### REQUIRED ACTIONS:
**A)** Render this sentence from the course notes into Spanish: "Another key to good product design is about compromises."
**B)** Resume the course notes on product design after their final sentence, keeping the same voice.

Week 03

02-11-2015

Project One introduced
Databases
PHP

Introduction

By now, we have covered a fair amount of ground. You have a little tiny web server running on your laptop (isn’t it cute?). You’ve written your first bit of PHP. You’re starting to wrap your mind around design and how it’s a strange discipline that crosses multiple domains. You’ve also, hopefully, agreed that at the center of design’s pretty little heart, it’s all about solving problems. Hopefully, I’ve also convinced you that solving problems is easier when you have seen the problem before, but much harder when you have ambiguity. Unfortunately for all of us (or fortunately if you thrive on challenges), we’re living in an era of interaction design where the lines aren’t already drawn and all we have to do is color them in. Instead, we live in ambiguity. Folks are inventing stuff all the time that are new things that provide new ways of doing things. And that means we need some tools to help us make sense of ambiguity. We saw how the early printers made sense of their medium (slowly) and how cross-disciplinary teams that look at the real needs of users make faster progress (like the development of the mouse and the GUI). You saw how Cooper argues that one of the key tools that help us make sense of ambiguity is understanding our user’s goals and developing a goal-oriented product.

Last week, we were heavier on the design of things and a little light on the nerdery. This week, we’ll shift weight back and be heavier on the nerdery than on the design principles. We’ll also kick off Project One.

Interaction Design: Aggregating Knowledge of the Customer

In many ways, successful product design is about knowing what problems your product needs to solve. The readings from Cooper were all about getting your mind wrapped around problems folks have. At that stage, any good research effort would expose way more problems than you typically can solve. Another key to good product design is about compromises. You can’t solve all those problems, so which ones do you want to solve? Now, at this point, we could make a giant list of problems and point at the ones we want to try to solve. However, that’s focusing on the problems rather than on the goals of our users. So, what we really need to do is figure out which of our potential customers are we willing to tick off.

A while ago, Apple launched the iPad. Loads of folks laughed at it and said it was just a “big iPod Touch”. Today, the iPad rakes in more cash for Apple than all of the major PC manufacturers combined make off of laptop sales. Why did folks laugh at it? Because it said “no” to a ton of things. “No, you can’t have more than one window open on screen at once”. “No, you can’t run programs that are on your Mac”. “No, you can’t have access to the files and folders on the device”. No, no, no, no. However, by making those compromises, Apple was able to scale the total size of the operating system way down so that they could have lower storage requirements on the device so it was more portable. It also meant that developers could easily port their existing iPhone apps over to it. And it also meant that that pesky file system that was constantly confusing non-tech users simply didn’t exist. You see, Apple was willing to tick off power-users and technologist in order to win over the masses and craft a beautiful product. Contrast this with Microsoft and Windows 8 and Surface. Microsoft’s whole deal is that Windows 8 allows you to have a tablet with no compromises. However, by saying “yes” to all of those things the iPad says “no” to, they’ve created a frankenproduct that’s struggling in the marketplace.

### LISTED RECORDS:
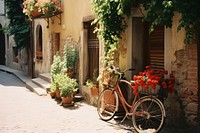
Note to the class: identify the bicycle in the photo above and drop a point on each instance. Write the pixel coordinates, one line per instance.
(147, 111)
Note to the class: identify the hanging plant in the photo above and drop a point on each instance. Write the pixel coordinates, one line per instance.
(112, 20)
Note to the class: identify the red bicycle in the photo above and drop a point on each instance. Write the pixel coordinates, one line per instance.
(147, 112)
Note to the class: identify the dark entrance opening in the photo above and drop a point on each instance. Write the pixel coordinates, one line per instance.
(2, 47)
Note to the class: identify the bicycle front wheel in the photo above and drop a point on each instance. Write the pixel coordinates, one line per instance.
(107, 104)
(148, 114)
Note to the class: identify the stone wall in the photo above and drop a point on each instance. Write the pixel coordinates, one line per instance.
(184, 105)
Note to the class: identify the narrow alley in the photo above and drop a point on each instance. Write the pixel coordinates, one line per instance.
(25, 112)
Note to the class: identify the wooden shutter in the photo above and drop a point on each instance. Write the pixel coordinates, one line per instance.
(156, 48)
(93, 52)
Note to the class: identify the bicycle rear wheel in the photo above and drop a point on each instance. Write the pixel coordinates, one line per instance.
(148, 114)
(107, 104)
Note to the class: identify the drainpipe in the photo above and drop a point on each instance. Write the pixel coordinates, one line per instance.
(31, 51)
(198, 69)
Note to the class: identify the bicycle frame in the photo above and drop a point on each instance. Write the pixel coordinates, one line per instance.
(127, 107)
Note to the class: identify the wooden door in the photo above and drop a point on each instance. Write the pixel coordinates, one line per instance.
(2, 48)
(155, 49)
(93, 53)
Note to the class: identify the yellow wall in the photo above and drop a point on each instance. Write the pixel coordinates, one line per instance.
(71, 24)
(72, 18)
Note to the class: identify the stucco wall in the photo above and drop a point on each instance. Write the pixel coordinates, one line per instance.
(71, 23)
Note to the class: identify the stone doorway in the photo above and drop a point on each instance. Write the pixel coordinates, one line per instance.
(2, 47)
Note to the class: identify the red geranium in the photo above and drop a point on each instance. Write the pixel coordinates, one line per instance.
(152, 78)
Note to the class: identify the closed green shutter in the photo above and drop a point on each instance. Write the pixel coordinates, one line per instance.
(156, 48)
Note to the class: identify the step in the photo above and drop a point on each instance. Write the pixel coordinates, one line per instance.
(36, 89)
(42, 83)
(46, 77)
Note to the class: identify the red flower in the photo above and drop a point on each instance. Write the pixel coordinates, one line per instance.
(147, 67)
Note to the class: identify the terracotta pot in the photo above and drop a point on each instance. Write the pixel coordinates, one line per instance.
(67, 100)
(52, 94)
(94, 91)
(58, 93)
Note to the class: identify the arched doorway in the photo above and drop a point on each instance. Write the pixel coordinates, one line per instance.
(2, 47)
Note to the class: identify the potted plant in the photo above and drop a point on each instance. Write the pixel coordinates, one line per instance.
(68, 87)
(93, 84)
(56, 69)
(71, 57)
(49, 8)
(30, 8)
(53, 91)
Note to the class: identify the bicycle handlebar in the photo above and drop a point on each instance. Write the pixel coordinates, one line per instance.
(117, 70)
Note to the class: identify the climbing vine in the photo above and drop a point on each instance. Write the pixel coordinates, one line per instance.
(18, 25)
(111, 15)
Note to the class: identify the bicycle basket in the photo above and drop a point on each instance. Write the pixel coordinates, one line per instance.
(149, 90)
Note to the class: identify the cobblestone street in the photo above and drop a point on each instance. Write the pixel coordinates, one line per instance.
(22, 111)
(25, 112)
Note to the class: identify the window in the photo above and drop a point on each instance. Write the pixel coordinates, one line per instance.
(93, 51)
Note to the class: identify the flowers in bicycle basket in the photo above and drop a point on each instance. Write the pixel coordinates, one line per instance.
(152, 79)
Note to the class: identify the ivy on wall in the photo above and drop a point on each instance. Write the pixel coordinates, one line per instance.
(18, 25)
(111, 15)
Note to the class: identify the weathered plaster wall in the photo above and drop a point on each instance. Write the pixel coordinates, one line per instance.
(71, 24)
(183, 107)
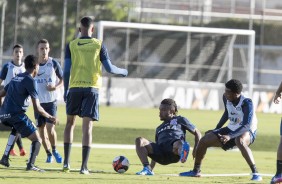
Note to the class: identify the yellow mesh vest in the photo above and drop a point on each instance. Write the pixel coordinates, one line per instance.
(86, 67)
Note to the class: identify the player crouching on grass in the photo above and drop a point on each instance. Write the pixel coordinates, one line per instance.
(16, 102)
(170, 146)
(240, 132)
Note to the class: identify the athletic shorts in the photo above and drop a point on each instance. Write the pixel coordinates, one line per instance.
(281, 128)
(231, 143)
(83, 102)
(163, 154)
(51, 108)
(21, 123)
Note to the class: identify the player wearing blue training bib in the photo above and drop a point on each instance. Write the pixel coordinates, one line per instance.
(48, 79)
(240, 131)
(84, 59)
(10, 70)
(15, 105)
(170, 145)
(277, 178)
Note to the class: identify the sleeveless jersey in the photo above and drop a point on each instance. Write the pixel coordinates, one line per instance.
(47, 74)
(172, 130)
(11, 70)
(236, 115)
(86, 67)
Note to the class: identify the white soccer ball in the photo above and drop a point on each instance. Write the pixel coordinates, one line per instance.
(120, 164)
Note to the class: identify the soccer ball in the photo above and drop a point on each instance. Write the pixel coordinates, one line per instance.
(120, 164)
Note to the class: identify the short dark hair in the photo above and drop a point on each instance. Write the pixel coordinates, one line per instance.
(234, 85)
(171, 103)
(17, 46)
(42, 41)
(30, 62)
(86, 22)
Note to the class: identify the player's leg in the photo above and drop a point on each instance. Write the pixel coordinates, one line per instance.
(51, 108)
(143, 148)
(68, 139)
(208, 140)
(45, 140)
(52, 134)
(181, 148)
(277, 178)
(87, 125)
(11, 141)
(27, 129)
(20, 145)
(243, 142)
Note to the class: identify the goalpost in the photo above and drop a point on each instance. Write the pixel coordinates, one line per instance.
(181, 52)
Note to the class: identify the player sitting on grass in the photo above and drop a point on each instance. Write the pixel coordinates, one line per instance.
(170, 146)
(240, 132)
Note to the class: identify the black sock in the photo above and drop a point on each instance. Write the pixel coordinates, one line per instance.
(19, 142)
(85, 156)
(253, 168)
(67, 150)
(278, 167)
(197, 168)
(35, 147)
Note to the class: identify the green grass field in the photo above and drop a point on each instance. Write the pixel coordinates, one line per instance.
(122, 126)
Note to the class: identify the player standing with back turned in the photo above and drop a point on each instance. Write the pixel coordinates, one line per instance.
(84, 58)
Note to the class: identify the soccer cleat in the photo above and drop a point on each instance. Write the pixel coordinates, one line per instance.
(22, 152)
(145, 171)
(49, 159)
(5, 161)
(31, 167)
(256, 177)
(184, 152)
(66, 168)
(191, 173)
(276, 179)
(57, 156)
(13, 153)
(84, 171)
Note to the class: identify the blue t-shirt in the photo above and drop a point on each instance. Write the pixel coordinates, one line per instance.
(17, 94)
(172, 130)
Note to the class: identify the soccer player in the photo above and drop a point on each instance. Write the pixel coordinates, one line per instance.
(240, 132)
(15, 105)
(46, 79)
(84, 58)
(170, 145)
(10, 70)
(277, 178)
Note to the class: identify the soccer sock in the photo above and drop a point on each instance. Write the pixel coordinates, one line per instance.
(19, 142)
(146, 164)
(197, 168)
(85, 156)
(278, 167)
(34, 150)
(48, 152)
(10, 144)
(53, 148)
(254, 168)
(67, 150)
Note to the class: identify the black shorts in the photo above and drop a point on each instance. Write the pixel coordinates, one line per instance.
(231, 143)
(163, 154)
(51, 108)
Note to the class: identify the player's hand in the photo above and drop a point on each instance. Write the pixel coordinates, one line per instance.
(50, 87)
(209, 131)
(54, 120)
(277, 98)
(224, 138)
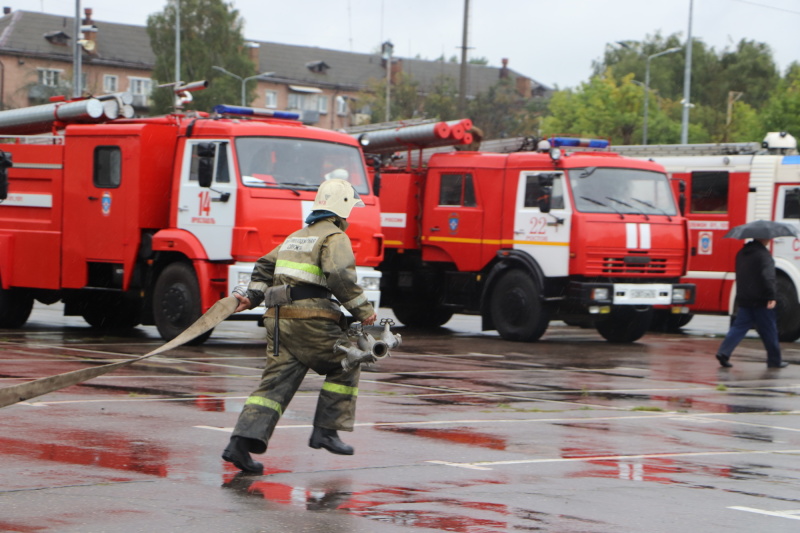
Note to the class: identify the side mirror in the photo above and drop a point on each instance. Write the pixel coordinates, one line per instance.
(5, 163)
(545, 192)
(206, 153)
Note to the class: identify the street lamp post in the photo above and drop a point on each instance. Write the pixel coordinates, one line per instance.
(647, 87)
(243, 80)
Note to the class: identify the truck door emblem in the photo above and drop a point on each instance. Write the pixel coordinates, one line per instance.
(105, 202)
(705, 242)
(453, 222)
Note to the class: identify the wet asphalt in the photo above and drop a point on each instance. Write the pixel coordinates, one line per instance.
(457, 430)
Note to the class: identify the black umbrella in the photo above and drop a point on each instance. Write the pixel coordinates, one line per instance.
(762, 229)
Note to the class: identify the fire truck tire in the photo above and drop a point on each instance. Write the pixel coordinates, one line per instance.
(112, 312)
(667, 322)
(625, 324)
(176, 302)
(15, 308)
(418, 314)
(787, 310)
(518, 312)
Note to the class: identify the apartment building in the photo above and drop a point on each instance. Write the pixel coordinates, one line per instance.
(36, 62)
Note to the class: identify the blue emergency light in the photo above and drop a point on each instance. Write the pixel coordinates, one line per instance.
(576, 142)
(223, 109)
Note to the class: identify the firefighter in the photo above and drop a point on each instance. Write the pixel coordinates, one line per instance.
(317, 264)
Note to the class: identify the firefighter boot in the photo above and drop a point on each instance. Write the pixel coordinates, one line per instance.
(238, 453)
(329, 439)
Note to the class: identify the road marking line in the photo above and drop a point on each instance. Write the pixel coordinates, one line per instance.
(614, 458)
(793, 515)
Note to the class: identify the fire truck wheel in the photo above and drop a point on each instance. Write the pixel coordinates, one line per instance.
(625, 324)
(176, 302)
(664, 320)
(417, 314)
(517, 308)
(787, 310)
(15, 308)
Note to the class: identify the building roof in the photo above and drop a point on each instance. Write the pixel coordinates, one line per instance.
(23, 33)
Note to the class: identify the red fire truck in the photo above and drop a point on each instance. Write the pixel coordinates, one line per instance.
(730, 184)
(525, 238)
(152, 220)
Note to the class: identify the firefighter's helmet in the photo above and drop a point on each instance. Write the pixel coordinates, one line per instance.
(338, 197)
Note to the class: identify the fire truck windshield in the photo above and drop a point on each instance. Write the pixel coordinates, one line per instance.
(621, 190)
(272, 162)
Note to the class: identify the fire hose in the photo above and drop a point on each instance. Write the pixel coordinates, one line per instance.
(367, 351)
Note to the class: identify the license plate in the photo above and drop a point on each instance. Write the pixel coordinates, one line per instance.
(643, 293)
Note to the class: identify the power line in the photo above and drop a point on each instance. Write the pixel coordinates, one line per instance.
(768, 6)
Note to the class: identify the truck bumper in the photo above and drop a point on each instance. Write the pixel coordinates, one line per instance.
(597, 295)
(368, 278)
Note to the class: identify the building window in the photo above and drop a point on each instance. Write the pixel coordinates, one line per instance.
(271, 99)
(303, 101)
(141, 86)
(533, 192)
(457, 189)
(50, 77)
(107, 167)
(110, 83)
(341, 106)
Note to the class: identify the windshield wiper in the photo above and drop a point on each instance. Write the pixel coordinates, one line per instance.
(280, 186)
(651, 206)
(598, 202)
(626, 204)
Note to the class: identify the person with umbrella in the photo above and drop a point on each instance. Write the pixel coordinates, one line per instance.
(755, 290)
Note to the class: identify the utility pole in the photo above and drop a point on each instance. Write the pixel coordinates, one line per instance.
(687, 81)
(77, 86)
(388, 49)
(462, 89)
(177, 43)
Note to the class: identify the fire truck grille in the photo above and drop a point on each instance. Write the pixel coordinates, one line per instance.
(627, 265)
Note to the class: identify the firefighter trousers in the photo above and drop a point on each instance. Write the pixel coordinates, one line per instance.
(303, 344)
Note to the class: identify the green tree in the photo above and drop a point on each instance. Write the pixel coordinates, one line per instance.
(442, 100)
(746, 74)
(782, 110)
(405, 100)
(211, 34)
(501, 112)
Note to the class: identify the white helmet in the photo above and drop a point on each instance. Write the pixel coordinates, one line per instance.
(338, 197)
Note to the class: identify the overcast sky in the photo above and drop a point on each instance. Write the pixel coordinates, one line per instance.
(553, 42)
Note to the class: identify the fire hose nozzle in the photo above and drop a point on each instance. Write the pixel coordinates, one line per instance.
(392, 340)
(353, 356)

### ANSWERS BELOW:
**A)** Otra clave del buen diseño de productos tiene que ver con las concesiones.

**B)**
37Signals is a hugely successful web-based software company. They often argue that all great software is “opinionated”. I think so too. Apple’s iPad is opinionated. Love it or hate it, you know what Apple thinks is worth doing with it. If you don’t like that, they’re more than happy for you to buy a more expensive Mac laptop from them. A handful of years ago 37Signals put together a handsome book called “Getting Real”. Next time you have a spare couple of hours, I’d check it out. Recently they’ve posted the whole thing for free (awesome) on their website. Go ahead and read all of chapter 4: Priorities. It’s a brief read, will probably feel more like a handful of blog posts than a chapter.

http://gettingreal.37signals.com/toc.php#ch04

Welcome back. So, how do we go about figuring out what the big idea is and who our customers are? Well, Cooper has some ways of figuring that out. He calls them Personas. Hunt down About Face 3 again on the library’s website and read chapter five, “Modeling Users: Personas and Goals”.

Hopefully that went well. So, now we have a little model we can follow. First, we do on-the-ground ethnographic research with potential customers to determine their goals and problems they have in accomplishing those goals. Next, we aggregate those goals and problems into straw-man characters that we call “personas”. THEN (and this is the important part), we recognize which of those personas we are willing to lose so we can delight the others.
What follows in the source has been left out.